◆ Directions
Pick out each line of the items below that includes the word "window", and copy those lines. Case counts.

[Dataset rows]

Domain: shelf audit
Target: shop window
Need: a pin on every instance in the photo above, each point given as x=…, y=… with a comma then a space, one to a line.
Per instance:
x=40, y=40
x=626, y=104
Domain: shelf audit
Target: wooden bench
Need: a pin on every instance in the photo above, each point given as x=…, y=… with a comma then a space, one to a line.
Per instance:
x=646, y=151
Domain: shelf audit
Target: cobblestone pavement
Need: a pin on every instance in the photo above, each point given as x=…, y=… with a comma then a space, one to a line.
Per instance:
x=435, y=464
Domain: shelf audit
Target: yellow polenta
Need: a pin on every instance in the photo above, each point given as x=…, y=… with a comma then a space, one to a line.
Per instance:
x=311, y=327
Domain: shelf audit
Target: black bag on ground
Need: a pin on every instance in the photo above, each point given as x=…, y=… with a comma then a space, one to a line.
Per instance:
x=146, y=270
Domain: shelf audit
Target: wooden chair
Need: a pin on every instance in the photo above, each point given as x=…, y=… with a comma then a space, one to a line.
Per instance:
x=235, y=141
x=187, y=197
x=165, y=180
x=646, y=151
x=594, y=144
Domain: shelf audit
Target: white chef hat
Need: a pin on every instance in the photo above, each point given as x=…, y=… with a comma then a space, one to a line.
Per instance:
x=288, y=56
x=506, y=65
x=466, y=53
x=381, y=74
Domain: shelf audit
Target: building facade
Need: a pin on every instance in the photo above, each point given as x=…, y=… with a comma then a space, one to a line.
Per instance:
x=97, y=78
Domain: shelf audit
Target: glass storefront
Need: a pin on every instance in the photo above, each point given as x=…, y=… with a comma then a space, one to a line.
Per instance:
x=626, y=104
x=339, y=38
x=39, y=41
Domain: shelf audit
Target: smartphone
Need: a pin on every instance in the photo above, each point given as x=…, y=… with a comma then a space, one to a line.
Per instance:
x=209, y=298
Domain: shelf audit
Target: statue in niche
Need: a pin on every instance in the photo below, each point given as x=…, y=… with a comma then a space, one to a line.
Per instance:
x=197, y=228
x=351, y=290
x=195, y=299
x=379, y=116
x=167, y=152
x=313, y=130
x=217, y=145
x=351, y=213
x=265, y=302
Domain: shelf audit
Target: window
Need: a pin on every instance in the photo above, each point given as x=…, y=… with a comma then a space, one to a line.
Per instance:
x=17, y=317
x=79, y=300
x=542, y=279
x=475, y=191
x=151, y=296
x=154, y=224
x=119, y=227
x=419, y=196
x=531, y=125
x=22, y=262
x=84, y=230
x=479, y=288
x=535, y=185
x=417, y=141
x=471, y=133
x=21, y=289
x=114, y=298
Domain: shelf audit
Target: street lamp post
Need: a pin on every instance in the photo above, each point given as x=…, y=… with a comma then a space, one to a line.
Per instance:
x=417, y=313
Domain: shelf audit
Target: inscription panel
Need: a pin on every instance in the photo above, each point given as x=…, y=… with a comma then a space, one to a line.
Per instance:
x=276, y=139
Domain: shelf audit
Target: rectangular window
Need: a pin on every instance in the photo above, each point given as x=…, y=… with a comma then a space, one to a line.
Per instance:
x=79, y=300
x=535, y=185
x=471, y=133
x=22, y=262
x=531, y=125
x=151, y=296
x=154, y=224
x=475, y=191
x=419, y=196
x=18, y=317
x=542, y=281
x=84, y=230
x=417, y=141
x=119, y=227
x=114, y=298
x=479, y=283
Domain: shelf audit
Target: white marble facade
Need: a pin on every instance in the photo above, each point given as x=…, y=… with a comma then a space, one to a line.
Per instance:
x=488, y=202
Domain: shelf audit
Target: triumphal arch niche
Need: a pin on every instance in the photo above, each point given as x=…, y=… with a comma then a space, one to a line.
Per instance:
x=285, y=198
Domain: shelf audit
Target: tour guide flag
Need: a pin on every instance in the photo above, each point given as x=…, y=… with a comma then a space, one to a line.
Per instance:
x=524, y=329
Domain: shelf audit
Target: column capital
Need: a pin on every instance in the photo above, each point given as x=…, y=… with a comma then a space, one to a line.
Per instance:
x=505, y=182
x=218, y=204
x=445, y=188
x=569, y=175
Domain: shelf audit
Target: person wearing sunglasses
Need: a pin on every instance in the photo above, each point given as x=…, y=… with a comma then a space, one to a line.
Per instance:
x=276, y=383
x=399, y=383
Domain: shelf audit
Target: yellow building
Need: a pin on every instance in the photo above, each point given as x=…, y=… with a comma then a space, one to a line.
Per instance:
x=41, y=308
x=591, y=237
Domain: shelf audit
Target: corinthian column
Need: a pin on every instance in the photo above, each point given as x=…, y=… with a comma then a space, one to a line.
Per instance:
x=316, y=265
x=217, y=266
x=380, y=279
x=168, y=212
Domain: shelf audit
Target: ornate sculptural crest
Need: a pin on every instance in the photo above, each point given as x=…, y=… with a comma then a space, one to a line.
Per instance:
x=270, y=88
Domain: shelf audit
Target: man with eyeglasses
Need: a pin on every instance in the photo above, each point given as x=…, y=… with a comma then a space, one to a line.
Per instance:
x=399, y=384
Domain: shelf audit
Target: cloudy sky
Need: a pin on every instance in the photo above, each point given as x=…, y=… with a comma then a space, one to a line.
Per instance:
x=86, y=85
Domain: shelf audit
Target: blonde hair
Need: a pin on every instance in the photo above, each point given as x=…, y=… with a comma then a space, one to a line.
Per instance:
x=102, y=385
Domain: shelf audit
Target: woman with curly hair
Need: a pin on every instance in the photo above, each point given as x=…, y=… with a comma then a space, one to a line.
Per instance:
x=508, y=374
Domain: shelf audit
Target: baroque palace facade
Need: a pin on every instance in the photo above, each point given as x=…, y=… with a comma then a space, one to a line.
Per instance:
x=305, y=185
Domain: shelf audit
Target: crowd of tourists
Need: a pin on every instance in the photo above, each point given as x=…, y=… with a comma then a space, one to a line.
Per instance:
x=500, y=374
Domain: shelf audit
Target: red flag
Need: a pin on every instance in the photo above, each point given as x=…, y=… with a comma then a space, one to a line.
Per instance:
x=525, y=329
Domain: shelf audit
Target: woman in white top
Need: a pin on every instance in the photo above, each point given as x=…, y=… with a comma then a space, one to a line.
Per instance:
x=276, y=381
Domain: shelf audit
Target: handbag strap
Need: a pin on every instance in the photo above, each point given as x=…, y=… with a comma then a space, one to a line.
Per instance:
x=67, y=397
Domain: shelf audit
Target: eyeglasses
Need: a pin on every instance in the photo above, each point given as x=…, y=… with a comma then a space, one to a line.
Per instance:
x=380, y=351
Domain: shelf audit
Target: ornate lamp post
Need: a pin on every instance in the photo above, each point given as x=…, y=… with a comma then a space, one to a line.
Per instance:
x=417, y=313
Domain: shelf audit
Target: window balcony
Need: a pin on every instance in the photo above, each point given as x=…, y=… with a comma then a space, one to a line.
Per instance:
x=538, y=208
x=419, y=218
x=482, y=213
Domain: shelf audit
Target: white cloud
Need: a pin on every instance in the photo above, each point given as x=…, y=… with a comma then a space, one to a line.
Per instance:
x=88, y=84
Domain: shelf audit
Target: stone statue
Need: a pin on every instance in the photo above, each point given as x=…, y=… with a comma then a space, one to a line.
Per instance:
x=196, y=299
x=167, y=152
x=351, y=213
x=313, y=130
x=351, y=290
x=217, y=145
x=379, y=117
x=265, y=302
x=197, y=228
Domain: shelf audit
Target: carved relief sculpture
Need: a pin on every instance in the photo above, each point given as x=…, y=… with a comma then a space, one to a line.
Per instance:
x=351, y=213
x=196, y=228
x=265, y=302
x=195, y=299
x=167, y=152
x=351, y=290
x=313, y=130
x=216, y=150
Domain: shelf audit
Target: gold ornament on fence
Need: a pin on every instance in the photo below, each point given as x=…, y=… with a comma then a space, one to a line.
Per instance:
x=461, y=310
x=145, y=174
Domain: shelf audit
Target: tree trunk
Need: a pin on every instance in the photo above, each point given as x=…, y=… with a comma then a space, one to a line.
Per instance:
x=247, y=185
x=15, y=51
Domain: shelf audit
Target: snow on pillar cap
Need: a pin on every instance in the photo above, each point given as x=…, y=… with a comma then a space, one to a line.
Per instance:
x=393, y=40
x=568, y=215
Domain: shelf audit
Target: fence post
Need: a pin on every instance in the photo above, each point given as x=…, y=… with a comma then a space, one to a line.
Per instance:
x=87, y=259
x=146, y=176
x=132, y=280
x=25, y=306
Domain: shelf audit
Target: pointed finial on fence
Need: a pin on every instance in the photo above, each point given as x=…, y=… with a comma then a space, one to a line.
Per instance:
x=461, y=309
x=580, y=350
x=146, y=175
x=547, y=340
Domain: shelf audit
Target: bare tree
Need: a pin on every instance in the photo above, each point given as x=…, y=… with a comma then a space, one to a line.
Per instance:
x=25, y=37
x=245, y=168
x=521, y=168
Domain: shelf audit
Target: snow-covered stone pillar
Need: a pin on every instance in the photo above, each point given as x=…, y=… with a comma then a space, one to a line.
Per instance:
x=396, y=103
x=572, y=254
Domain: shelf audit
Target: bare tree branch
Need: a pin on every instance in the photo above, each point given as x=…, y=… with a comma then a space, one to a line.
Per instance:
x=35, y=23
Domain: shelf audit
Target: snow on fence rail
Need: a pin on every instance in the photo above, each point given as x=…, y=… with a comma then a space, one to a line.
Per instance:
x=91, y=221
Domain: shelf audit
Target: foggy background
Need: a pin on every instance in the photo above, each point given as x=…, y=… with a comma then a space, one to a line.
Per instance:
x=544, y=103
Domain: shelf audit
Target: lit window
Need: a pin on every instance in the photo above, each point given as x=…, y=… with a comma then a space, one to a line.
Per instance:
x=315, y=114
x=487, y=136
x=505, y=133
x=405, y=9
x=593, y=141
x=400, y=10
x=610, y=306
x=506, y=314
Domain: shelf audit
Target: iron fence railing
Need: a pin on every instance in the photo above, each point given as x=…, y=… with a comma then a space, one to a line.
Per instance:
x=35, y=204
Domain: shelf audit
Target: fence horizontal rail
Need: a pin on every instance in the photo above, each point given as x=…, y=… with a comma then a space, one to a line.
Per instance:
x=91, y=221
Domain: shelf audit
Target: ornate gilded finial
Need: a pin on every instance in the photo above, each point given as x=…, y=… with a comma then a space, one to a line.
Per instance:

◆ Full output
Target: shop window
Target: window
Target: rectangular window
Target: window balcony
Target: lit window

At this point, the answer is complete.